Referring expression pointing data
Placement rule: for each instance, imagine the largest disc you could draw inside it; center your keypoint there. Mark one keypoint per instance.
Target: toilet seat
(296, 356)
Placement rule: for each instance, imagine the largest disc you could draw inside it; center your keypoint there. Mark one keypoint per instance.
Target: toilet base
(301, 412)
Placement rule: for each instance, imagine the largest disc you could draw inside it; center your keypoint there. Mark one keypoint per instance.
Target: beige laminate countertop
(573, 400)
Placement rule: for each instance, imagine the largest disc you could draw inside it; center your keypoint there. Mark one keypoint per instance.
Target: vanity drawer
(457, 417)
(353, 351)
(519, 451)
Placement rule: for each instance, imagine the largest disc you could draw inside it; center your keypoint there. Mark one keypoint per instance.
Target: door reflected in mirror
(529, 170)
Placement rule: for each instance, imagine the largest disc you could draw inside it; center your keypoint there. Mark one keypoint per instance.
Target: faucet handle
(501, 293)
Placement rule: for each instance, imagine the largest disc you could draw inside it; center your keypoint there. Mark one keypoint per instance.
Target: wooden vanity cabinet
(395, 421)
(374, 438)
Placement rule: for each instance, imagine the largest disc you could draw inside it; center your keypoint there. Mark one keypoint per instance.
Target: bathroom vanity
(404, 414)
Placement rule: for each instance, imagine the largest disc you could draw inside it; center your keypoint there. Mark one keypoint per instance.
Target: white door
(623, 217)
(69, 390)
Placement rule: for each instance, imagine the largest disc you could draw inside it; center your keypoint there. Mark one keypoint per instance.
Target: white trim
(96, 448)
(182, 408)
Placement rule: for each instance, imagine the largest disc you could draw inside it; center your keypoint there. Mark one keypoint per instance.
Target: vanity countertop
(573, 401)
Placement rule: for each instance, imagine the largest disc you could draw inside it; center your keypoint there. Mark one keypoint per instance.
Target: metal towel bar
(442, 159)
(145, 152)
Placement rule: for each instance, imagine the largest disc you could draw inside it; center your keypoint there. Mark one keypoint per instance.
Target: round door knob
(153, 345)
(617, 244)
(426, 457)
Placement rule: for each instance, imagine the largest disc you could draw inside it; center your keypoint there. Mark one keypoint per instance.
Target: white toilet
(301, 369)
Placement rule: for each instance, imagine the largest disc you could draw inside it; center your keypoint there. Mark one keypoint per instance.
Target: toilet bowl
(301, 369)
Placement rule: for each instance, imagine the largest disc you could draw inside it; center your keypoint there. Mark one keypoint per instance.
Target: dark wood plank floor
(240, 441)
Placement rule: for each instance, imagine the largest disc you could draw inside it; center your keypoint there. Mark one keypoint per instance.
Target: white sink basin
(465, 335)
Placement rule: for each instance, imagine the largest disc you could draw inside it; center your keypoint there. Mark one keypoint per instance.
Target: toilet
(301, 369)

→ What this task involves
Every entry must be set down again exactly as it reads.

→ Exercise result
Placement rule: for each instance, imagine the largest disc you could draw inside it; center your keypoint there. Mark one keypoint per instance.
Target: toilet seat
(296, 356)
Placement rule: for each instance, imagine the largest disc you could draw inside it; center your keypoint there. Mark one keypoint per instance.
Target: toilet base
(301, 412)
Placement rule: for each instance, imagine the largest disc you could draw inside it; center your keypoint there. Mark one keypoint per instance.
Target: beige laminate countertop
(573, 400)
Placement rule: for each instance, imagine the largest disc you could draw inside it; center your keypoint there. Mark one keypoint per instance.
Target: vanity drawer
(457, 417)
(353, 351)
(519, 451)
Placement rule: for each instance, imagine the largest disc you could draw inside it; center your keypoint there. Mark one keypoint per instance.
Target: door reflected in mirror
(529, 170)
Placement rule: for each instance, imagine the largest disc you could draw inside it; center your keypoint there. Mark one keypoint per instance.
Target: faucet handle
(501, 293)
Placement rule: for each instance, imagine the largest disc you could draw inside it; center your keypoint there. Mark one keypoint per instance.
Target: wooden vanity cabinet
(395, 421)
(374, 438)
Placement rule: for each instance, imagine the largest disc you could draw inside it; center your keypoint there. Mark one keypoint per instance.
Target: bathroom vanity
(404, 414)
Placement rule: for each instance, imagine the largest disc you could draw inside it; center your keypoint there. Mark one keypoint per instance.
Target: white door
(623, 217)
(69, 390)
Placement rule: for each instance, imagine the largest disc you could draw inside it; center your keypoint there. Mark one keypoint per instance.
Target: white trim
(96, 448)
(182, 408)
Placement rule: for each instance, imagine the largest disc you could draw inside it; center your keypoint there. Mark one keypoint per instance.
Target: vanity countertop
(573, 401)
Placement rule: for each instance, imagine the largest disc you could draw inside it; center your keypoint there. Mark one keypoint per instance.
Target: metal towel bar
(442, 159)
(145, 152)
Placement rule: for each instance, imagine the largest disc you could draw inside it; center your keypoint there. Mark one keypoint per instance.
Target: round door knob
(153, 345)
(617, 244)
(426, 457)
Placement rule: for each instance, imagine the largest disc you could draw inside it; center your keypoint there. Mark one keypoint per instance.
Target: white toilet
(301, 369)
Placement rule: for each instance, imagine the largest disc you could draw inside it; center your keypoint there. Mark one keypoint per instance.
Target: toilet bowl
(301, 369)
Placement rule: for each instance, imagine the largest disc you could draw inside it; center your keypoint there. Mark one keypoint per instance.
Target: dark wood plank floor
(240, 441)
Placement rule: for each instance, imagine the largest disc you could draw inside it; center your keypoint there. Mark one keypoint per instance.
Target: white sink basin
(465, 335)
Placement rule: for each instance, imagine the largest disc you could draw inside it; center your keypoint there. Mark one keypoint per instance.
Target: toilet
(301, 369)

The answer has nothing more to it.